--- Exercise ---
Report every line of the listing below in which the string "tight" appears.

--- Available data ---
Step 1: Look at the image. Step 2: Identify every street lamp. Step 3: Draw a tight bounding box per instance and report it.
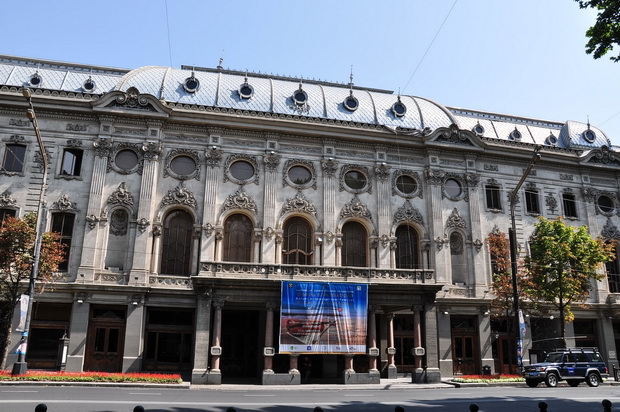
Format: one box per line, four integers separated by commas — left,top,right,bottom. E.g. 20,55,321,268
508,146,541,372
11,88,49,375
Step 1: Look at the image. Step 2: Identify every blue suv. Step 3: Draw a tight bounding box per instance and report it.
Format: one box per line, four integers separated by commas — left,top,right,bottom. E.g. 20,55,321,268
523,347,609,387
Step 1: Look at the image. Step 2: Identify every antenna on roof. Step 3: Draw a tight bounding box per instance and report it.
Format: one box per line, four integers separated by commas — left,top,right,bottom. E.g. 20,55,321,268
587,115,591,129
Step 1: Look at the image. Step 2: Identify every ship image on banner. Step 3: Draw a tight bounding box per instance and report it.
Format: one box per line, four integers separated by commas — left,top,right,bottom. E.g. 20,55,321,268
279,281,368,354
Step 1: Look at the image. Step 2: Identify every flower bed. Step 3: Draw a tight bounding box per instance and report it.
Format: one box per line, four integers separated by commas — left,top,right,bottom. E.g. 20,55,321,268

--- The answer ---
Step 1: Look at the image. Step 2: Identify every street lamp. Step 3: Draw a tight bounding box per instance and report it.
Step 1: Look at the image. Step 2: Identify every blue suv. Step 3: Draw a tight bounding box per instance and report it.
Step 1: Look at the image. Step 2: Identify every antenna on roof. Step 3: Draw a tight bounding box per instance and report it.
Step 1: Look at the image. Step 2: Identify every ship image on banner. Step 3: Draw a tight bounding box per instance and report it.
Step 1: Look at the image. Step 2: Identify every flower bed. Step 3: Draw a tight bounding box per instance and report it.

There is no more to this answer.